▸ **Supplied records**
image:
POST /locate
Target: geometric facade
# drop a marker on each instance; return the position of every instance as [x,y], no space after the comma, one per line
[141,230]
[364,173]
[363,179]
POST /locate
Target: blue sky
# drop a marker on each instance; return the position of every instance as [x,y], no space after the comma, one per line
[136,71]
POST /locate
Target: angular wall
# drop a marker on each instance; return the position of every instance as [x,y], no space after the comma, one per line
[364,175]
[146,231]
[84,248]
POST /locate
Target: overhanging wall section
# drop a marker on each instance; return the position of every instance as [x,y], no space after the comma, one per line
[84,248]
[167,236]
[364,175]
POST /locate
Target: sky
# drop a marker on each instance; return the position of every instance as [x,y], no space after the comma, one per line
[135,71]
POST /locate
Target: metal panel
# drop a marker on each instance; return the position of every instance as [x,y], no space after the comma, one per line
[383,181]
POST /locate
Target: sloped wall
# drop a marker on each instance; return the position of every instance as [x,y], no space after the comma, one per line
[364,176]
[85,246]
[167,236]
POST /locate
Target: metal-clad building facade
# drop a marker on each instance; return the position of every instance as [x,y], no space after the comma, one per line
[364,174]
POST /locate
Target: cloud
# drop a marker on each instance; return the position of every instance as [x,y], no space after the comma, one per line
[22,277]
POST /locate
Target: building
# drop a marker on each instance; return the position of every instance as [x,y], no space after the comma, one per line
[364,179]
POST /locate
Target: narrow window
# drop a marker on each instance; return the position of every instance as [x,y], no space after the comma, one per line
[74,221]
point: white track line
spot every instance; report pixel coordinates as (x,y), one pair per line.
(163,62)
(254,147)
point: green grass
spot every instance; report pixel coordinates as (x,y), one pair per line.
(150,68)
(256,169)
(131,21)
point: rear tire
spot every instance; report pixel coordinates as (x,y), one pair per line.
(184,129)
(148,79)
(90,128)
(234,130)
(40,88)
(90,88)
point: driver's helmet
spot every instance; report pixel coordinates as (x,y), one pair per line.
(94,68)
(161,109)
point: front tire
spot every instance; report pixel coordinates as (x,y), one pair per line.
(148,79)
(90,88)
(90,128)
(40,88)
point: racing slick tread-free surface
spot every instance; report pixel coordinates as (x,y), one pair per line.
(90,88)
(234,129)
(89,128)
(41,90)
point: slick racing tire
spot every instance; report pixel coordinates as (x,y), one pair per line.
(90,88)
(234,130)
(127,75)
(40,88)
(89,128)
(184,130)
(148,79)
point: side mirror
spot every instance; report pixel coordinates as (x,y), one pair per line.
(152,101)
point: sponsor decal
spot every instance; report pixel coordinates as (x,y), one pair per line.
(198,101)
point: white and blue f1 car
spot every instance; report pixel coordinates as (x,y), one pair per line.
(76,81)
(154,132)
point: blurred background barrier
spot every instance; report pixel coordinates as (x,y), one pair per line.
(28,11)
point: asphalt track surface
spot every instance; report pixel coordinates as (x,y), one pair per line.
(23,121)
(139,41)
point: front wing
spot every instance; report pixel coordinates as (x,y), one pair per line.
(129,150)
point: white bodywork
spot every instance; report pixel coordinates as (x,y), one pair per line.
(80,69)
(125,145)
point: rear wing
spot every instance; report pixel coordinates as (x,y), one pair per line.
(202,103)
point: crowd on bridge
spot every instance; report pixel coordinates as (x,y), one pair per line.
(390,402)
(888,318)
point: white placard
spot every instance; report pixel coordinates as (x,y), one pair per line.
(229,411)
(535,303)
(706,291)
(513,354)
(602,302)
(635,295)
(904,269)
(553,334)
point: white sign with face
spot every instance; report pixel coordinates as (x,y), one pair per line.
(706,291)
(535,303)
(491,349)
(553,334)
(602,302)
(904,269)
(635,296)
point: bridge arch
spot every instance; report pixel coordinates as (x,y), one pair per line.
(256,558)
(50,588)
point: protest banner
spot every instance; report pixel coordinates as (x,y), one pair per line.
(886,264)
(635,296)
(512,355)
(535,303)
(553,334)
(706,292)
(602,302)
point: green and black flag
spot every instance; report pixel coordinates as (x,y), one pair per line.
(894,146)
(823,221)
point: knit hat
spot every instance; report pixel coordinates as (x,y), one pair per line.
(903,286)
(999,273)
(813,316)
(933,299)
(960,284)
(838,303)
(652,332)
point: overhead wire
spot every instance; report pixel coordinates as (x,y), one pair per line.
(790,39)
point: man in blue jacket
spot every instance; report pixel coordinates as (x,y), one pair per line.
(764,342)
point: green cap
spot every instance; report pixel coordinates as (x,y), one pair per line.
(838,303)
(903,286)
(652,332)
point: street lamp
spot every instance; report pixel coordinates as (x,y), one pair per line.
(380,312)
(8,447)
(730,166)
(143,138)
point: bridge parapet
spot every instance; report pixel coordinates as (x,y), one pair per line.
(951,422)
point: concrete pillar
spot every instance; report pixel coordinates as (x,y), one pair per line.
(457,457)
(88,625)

▸ **To be done**
Write out every line of the material above as a numbered list, omitting any blank lines.

▸ **Expected output**
1. image:
2. POST /locate
3. Target: geometric facade
4. # drop a marker on each instance; return the position of every instance as [x,y], no space after the comma, one per line
5. [141,230]
6. [364,173]
7. [363,179]
8. POST /locate
9. Target: blue sky
10. # drop a marker on each instance; return the position of every instance as [x,y], no space after the comma, one per line
11. [136,71]
12. POST /locate
13. Target: angular wall
14. # drop a marker on each instance; return the position of every instance as [x,y], no space after the comma, one per line
15. [364,175]
16. [146,231]
17. [84,248]
18. POST /locate
19. Target: overhanging wall section
20. # drop a marker on each instance; return the position of every instance as [x,y], no space after the comma, one per line
21. [84,248]
22. [167,236]
23. [364,175]
24. POST /locate
25. Target: sky
26. # drop a marker on each instance; return the position of every instance as [x,y], no space after the comma, one per line
27. [135,71]
28. POST /locate
29. Target: metal panel
30. # drop a marker on each instance; return the position of every instance as [x,y], no space after the comma, one per line
31. [383,181]
32. POST /locate
33. Target: sloped wall
34. # drop a marker on each instance; return the position of every instance as [x,y], no space after the comma, one per line
35. [364,176]
36. [85,246]
37. [167,236]
38. POST /locate
39. Target: metal-clad building facade
40. # drop a marker on each instance; return the position of every instance as [x,y], no space after the comma, one per line
41. [364,174]
42. POST /locate
43. Target: cloud
44. # drop a marker on each instance; return the position of every instance as [x,y], no space after the comma, one per line
45. [22,277]
46. POST /locate
47. Target: building
48. # drop a marker on each instance; return the position of every instance as [x,y], no space after the comma, one per line
49. [364,179]
50. POST /locate
51. Target: narrow window
52. # drop a marker on each instance; return the position of every instance as [x,y], no space after the comma, one per line
53. [74,221]
54. point: white track line
55. spot every instance; report pixel coordinates as (x,y), one pair per line.
56. (163,62)
57. (254,147)
58. point: green grass
59. spot every instance; report pixel coordinates as (x,y), one pair per line.
60. (150,68)
61. (256,169)
62. (131,21)
63. point: rear tire
64. spot every instance; report pixel coordinates as (x,y), one pair per line.
65. (184,129)
66. (148,79)
67. (90,128)
68. (234,130)
69. (40,88)
70. (90,88)
71. point: driver's helmet
72. spot every instance; report pixel coordinates as (x,y), one pair per line.
73. (94,68)
74. (161,109)
75. point: front tire
76. spot every instance; report pixel coordinates as (x,y), one pair per line.
77. (148,79)
78. (90,88)
79. (90,128)
80. (40,88)
81. point: racing slick tread-free surface
82. spot every instance; report pixel coordinates as (x,y), one pair per line.
83. (90,88)
84. (234,129)
85. (89,128)
86. (41,90)
87. point: slick racing tire
88. spot every instance; report pixel coordinates as (x,y), one pair per line.
89. (90,88)
90. (234,130)
91. (127,75)
92. (40,88)
93. (89,128)
94. (184,130)
95. (148,79)
96. point: side mirror
97. spot every instance; report pixel coordinates as (x,y), one pair per line.
98. (152,101)
99. point: sponsor decal
100. spot every instance; report pixel coordinates as (x,y), one pair per line.
101. (198,101)
102. point: white and blue f1 car
103. spot every instance; report pixel coordinates as (x,y), one pair per line.
104. (76,81)
105. (154,132)
106. point: blurred background barrier
107. spot every instance; report pixel coordinates as (x,y), one pair per line.
108. (28,11)
109. point: asphalt track surface
110. spot every instance; report pixel coordinates as (x,y), one pair per line.
111. (23,121)
112. (139,41)
113. point: front wing
114. spot every instance; report pixel coordinates as (x,y), one pair per line.
115. (129,150)
116. point: white bodywork
117. spot every instance; report pixel coordinates as (x,y), one pair per line.
118. (80,69)
119. (125,145)
120. point: rear wing
121. spot every instance; report pixel coordinates as (x,y), one pair per line.
122. (202,103)
123. point: crowd on bridge
124. spot every instance; report pixel coordinates as (x,y), one pair per line.
125. (390,402)
126. (888,318)
127. point: white placard
128. spot every instance; report pixel coordinates as (x,y), one pair per line.
129. (229,411)
130. (535,303)
131. (706,291)
132. (513,354)
133. (602,302)
134. (635,295)
135. (904,269)
136. (553,334)
137. point: white sign with face
138. spot every instance; report pixel coordinates as (x,y), one pair per line.
139. (706,291)
140. (535,303)
141. (491,349)
142. (553,334)
143. (602,302)
144. (904,269)
145. (635,296)
146. point: bridge arch
147. spot every instance; report pixel coordinates as (x,y), one pair per line.
148. (256,558)
149. (50,588)
150. point: protest banner
151. spot every instance; report pixel coordinates as (x,y), one pair per line.
152. (886,264)
153. (635,296)
154. (512,355)
155. (535,303)
156. (553,334)
157. (706,292)
158. (602,302)
159. point: green and black flag
160. spot every instance; report pixel coordinates as (x,y), one pair per line.
161. (894,146)
162. (823,221)
163. point: knit hat
164. spot every instance; report pixel coordinates as (x,y), one pair per line.
165. (903,286)
166. (999,273)
167. (813,316)
168. (933,299)
169. (960,284)
170. (838,303)
171. (652,332)
172. point: overhead wire
173. spot every instance; report pixel coordinates as (x,y), one pair per line.
174. (790,39)
175. point: man in blue jacket
176. spot every instance; report pixel coordinates as (x,y), one pair per line.
177. (764,342)
178. point: green cap
179. spot every instance; report pixel coordinates as (x,y), one pair per line.
180. (838,303)
181. (903,286)
182. (652,332)
183. point: street lamp
184. spot every instance; report pixel coordinates as (x,y), one pair per line.
185. (380,312)
186. (8,447)
187. (730,166)
188. (143,138)
189. point: bridge parapet
190. spot every instance; report pixel coordinates as (x,y), one pair per line.
191. (951,422)
192. point: concrete pillar
193. spot every instance; report pixel coordinates as (x,y), one pair per line.
194. (457,457)
195. (88,625)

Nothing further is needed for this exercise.